All lines from the one containing "of the distant" through the final line of the records below should be reproduced exactly, with the pictures left out.

====== GIVEN ENTRIES ======

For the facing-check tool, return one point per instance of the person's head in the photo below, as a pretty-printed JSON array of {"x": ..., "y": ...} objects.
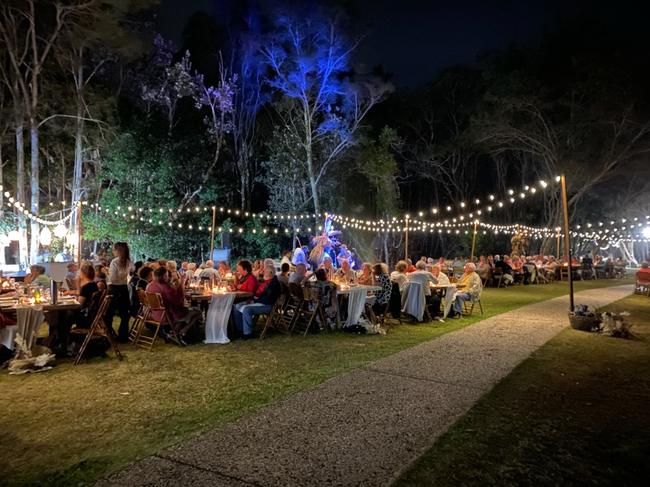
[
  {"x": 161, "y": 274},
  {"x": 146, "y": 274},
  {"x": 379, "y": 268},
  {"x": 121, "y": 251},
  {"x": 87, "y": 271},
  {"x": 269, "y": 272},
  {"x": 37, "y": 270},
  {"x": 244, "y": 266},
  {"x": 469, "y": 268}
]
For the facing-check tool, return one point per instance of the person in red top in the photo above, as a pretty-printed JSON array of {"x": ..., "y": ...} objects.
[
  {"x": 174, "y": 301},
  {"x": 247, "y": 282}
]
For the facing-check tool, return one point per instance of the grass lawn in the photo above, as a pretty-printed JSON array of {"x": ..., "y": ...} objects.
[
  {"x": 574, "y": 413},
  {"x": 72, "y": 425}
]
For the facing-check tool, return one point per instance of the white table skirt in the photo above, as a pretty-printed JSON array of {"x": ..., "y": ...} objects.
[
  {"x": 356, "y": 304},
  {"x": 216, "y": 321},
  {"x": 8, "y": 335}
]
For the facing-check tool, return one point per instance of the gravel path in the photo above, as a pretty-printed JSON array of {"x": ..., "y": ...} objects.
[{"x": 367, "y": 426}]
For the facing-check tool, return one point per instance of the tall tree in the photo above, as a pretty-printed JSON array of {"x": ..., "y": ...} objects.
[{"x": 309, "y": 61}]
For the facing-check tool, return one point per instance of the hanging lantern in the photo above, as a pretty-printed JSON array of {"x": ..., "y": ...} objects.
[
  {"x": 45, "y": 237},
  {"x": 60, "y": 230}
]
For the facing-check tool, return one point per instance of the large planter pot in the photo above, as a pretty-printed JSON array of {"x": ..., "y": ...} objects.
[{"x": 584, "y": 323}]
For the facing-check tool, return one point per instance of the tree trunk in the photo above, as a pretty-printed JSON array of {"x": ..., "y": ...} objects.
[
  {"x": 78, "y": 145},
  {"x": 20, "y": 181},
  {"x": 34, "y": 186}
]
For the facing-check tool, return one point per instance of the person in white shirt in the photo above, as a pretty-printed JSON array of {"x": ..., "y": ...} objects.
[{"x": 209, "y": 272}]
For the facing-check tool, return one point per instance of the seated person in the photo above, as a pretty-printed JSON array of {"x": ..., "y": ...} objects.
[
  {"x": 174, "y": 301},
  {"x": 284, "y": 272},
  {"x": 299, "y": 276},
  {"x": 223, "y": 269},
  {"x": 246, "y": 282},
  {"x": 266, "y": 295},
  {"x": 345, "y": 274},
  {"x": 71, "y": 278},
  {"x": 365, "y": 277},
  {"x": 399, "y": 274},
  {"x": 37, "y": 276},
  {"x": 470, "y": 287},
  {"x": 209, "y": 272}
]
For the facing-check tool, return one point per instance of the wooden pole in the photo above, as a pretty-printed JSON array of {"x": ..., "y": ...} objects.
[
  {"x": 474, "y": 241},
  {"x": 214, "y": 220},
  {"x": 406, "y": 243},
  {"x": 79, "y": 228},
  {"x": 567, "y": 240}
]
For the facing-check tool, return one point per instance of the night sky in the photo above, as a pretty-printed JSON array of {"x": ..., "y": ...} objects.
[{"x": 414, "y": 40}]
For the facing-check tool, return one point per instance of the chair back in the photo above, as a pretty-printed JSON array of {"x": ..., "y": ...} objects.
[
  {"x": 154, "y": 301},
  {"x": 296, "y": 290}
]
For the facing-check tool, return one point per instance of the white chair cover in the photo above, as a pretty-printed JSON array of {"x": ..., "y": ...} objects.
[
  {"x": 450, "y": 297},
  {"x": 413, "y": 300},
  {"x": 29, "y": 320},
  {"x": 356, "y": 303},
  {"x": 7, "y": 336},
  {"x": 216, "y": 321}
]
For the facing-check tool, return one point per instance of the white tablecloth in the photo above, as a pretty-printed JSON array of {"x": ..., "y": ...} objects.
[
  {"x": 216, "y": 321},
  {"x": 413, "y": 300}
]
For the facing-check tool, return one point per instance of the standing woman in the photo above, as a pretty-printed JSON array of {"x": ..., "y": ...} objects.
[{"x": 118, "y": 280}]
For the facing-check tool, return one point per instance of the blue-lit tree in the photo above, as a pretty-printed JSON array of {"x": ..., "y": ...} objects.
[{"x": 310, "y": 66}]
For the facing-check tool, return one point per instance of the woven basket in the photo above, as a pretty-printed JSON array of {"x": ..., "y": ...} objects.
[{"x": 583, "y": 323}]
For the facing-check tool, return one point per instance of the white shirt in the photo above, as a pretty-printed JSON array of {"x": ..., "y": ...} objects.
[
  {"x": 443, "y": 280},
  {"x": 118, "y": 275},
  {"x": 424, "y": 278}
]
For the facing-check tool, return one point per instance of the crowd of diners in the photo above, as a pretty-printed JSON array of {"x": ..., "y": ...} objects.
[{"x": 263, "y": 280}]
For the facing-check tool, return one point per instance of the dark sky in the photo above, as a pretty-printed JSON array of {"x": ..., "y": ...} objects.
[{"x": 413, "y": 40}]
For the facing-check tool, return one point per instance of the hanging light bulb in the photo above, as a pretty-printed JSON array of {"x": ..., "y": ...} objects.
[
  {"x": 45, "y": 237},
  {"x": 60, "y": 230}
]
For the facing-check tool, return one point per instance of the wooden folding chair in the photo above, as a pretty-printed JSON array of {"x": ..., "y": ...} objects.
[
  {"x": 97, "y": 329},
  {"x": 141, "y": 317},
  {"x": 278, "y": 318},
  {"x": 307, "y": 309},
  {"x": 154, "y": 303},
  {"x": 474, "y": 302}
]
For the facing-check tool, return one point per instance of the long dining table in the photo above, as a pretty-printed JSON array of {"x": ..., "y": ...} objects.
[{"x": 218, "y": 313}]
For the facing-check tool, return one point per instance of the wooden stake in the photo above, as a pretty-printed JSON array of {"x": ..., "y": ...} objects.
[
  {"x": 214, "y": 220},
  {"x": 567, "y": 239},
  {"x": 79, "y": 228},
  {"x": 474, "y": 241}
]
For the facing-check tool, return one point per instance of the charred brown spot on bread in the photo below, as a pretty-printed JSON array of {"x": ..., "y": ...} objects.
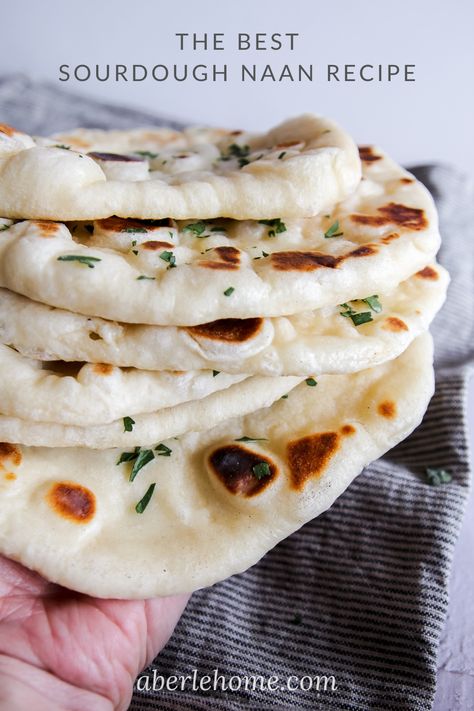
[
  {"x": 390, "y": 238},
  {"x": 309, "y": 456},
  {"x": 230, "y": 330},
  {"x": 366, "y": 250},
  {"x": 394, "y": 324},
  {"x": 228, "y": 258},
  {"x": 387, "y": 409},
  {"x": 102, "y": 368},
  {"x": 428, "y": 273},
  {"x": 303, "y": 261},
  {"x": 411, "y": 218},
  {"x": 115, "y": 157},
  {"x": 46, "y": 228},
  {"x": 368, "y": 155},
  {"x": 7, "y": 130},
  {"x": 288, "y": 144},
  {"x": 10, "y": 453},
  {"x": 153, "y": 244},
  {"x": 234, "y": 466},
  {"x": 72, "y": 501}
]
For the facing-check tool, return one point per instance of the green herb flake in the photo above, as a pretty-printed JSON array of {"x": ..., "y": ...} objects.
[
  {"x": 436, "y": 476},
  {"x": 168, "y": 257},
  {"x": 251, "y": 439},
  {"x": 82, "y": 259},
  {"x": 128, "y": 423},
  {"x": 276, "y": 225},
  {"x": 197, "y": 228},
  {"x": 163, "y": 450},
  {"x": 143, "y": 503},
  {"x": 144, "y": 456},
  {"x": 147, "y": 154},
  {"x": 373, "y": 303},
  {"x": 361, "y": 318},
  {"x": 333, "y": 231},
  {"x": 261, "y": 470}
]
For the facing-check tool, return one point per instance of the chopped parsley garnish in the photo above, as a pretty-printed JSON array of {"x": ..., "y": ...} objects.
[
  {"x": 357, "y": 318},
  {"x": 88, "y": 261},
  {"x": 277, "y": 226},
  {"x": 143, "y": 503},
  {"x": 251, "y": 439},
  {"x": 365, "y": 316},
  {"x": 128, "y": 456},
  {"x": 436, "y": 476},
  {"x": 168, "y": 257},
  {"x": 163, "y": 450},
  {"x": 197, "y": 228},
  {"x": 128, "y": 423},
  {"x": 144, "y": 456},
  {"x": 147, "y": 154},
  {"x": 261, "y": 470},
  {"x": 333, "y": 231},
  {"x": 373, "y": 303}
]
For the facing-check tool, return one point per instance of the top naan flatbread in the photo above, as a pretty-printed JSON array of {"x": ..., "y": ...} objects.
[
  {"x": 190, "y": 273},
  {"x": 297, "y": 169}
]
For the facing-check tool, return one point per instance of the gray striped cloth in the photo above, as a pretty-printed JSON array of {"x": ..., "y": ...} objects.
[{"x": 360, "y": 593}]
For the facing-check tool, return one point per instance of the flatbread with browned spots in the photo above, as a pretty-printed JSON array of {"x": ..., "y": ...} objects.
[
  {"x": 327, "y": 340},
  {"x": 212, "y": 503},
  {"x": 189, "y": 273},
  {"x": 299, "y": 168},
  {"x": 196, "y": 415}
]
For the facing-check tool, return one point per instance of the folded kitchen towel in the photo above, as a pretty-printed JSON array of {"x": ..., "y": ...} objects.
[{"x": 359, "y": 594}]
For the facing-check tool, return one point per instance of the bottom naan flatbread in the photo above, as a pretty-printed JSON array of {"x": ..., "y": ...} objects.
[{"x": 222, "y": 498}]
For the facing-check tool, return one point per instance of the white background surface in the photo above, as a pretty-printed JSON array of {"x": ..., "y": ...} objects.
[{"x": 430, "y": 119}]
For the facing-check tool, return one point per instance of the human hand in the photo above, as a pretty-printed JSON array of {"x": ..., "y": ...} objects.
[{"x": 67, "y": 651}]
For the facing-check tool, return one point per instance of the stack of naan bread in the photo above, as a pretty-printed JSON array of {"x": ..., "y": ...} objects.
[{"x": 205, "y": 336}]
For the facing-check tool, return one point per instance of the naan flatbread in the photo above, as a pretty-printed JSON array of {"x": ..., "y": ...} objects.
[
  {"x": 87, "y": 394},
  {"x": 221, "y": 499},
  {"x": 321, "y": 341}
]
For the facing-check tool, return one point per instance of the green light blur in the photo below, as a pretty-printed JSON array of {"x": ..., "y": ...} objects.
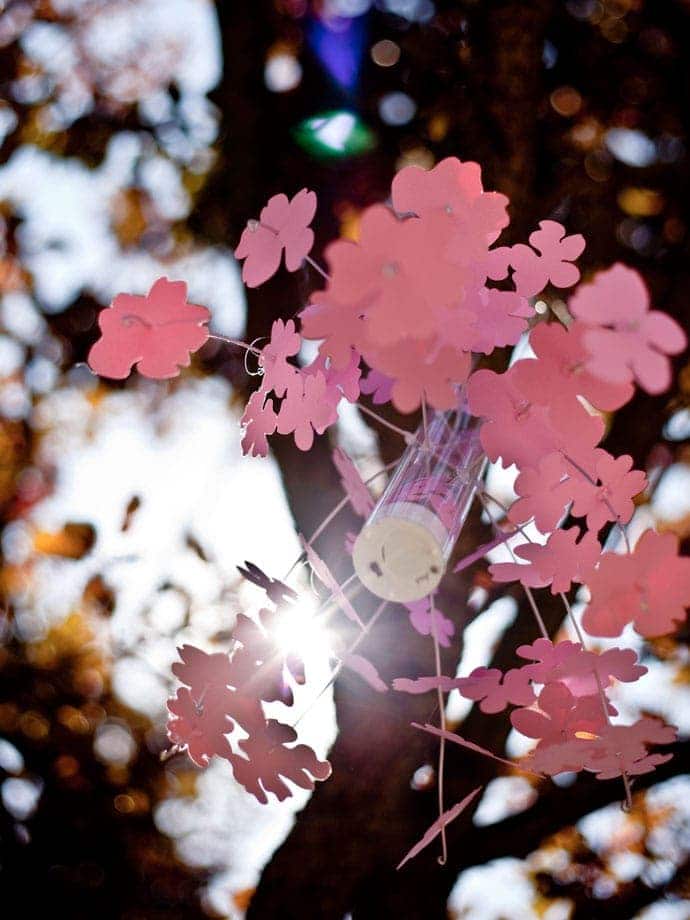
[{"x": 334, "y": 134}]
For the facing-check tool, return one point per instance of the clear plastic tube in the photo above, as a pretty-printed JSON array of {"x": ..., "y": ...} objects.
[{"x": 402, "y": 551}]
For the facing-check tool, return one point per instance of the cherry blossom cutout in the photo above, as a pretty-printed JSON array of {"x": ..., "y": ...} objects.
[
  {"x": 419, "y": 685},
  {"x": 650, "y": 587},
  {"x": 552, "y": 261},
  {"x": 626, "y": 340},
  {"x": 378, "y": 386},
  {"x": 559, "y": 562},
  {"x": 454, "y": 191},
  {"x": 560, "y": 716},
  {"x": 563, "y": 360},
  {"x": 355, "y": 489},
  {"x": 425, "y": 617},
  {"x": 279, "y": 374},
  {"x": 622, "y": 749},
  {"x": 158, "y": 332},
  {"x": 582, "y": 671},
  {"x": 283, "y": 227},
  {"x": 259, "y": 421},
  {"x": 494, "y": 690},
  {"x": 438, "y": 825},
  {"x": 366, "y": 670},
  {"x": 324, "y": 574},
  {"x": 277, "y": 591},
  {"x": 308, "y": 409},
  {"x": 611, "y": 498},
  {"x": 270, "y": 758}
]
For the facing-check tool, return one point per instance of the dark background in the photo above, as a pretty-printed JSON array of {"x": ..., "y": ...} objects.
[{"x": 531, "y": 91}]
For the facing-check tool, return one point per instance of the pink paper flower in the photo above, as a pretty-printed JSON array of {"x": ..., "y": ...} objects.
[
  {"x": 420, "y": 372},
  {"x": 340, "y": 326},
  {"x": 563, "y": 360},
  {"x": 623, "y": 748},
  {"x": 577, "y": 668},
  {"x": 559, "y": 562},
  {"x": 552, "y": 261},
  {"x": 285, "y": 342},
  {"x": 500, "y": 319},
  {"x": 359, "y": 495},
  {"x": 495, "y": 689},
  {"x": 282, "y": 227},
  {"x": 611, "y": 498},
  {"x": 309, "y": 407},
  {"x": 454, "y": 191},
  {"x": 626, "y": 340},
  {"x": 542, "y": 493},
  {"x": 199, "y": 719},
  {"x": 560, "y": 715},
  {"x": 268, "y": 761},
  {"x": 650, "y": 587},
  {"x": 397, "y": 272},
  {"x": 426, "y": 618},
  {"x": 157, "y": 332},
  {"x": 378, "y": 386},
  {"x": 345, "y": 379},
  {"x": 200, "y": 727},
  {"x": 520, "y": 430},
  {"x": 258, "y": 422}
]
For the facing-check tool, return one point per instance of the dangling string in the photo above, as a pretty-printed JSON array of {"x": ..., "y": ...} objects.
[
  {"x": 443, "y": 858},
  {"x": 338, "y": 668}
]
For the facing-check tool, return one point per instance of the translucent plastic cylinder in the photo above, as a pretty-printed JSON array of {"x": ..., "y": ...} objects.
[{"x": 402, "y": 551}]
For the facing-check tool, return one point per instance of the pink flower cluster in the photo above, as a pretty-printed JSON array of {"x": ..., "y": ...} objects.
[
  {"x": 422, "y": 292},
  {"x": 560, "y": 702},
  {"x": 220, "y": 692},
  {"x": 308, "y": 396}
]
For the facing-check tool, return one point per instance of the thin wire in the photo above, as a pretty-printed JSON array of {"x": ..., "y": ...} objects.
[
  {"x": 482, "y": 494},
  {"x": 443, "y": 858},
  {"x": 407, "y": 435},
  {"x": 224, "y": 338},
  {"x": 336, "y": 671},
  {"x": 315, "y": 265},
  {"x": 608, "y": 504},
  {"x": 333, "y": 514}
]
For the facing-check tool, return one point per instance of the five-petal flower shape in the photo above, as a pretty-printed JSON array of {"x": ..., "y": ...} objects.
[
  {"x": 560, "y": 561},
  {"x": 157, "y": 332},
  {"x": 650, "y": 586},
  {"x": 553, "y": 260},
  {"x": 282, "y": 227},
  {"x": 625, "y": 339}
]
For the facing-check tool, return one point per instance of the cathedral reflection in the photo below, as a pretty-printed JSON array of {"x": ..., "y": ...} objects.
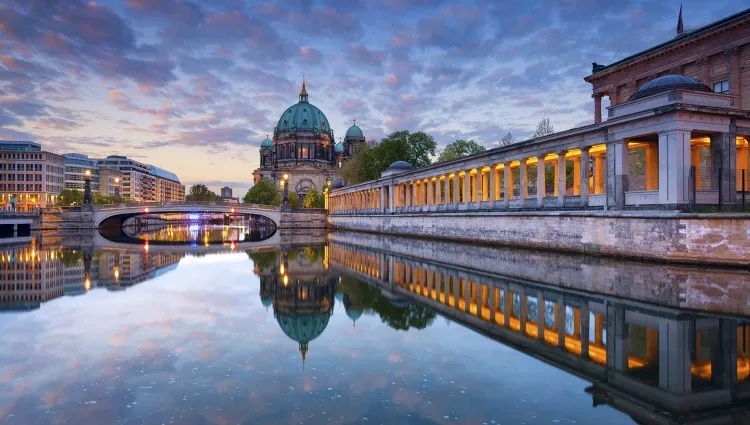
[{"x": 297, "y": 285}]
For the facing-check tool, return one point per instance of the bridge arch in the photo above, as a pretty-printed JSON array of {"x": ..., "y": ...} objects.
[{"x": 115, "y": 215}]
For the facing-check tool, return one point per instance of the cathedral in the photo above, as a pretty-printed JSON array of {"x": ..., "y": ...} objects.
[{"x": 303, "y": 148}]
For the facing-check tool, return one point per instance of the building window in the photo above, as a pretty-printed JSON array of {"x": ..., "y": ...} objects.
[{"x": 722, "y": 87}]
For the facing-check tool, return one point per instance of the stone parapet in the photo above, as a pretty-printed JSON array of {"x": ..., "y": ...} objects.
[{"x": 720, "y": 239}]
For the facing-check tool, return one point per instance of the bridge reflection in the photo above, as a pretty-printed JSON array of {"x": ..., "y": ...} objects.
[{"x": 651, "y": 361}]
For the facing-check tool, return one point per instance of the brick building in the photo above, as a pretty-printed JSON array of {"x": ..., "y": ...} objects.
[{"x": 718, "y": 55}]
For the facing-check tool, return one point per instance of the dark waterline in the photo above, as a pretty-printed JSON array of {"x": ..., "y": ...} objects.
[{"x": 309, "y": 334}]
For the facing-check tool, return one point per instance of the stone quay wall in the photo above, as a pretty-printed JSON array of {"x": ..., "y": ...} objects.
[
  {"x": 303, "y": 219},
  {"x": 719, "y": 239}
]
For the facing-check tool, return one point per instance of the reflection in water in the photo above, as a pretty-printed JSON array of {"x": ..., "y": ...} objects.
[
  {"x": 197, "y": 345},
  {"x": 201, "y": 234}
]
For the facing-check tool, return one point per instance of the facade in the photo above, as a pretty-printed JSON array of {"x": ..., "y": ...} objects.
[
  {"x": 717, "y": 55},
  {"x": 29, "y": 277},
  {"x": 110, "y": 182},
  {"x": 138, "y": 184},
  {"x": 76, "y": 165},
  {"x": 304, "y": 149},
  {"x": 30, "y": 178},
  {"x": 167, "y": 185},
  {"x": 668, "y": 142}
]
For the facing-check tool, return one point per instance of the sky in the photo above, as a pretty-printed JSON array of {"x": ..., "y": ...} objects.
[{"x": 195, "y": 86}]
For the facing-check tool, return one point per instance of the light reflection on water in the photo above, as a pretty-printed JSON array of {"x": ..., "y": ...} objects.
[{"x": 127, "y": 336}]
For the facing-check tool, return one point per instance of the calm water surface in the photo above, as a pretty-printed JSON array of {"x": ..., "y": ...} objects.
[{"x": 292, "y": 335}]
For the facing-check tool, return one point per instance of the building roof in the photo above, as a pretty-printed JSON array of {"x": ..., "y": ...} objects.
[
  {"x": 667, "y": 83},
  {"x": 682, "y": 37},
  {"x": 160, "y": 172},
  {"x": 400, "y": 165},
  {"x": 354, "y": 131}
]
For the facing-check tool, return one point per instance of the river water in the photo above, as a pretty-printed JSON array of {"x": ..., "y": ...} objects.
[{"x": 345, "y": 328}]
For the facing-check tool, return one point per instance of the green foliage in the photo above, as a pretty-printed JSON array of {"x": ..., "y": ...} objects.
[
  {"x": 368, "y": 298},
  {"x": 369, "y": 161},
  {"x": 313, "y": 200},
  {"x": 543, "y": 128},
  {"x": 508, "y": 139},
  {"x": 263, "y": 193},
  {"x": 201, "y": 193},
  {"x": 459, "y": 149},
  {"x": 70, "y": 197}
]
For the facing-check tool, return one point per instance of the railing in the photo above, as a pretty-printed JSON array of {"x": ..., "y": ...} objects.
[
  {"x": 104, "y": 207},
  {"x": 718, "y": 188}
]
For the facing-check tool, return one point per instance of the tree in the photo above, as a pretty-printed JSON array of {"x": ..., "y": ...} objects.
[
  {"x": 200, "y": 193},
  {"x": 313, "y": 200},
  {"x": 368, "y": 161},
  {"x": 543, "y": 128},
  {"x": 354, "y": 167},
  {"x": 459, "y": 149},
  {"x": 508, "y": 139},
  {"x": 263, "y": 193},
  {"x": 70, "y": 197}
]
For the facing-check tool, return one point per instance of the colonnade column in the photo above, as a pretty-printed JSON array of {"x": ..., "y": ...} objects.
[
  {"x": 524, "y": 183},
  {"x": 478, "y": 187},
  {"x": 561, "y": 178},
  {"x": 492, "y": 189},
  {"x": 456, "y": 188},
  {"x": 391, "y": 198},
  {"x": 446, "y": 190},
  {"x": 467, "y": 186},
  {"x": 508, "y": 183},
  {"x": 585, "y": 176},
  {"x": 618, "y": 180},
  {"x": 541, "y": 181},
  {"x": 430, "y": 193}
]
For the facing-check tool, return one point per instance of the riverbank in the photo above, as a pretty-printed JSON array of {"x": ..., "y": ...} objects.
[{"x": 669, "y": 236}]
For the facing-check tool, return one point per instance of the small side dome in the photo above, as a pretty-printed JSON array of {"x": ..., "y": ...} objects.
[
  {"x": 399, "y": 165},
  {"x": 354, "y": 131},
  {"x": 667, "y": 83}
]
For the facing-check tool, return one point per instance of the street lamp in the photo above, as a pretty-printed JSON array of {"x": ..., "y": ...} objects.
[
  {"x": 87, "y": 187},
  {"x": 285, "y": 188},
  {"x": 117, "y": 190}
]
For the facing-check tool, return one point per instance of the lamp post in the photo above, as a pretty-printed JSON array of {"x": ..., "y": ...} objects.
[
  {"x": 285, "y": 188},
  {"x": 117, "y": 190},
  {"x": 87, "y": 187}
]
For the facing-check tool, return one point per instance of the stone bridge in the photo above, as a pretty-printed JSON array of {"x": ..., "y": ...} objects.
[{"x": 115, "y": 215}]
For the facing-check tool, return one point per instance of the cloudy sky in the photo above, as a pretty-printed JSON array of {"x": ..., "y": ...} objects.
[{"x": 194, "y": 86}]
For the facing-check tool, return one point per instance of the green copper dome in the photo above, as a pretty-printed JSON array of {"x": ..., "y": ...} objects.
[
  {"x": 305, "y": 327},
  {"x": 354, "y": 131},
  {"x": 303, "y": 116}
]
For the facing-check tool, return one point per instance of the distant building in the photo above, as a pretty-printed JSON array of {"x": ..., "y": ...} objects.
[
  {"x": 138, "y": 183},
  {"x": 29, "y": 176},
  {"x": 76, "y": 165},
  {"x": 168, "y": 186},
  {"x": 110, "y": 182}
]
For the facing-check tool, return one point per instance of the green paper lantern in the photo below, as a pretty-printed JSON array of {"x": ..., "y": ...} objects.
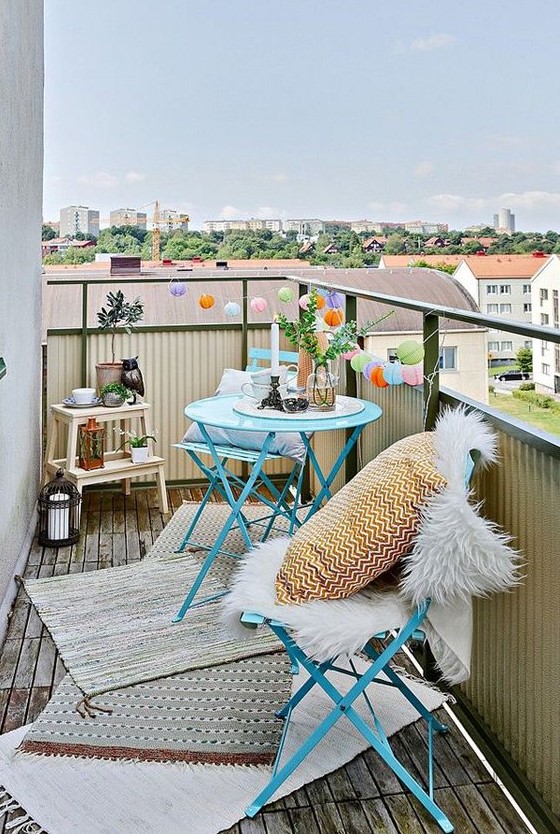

======

## SOLUTION FOR THIS EXERCISE
For the facing-check tool, return one point per instance of the distant building in the photo above, as a pretty-printed JSON array of {"x": ..., "y": ...} objects.
[
  {"x": 138, "y": 183},
  {"x": 29, "y": 176},
  {"x": 76, "y": 165},
  {"x": 168, "y": 186},
  {"x": 110, "y": 182}
]
For the facing-check tool, return one point per instance of the green paper lantern in the photo below, as a pretty-printed JSON array of {"x": ..., "y": ...} objects.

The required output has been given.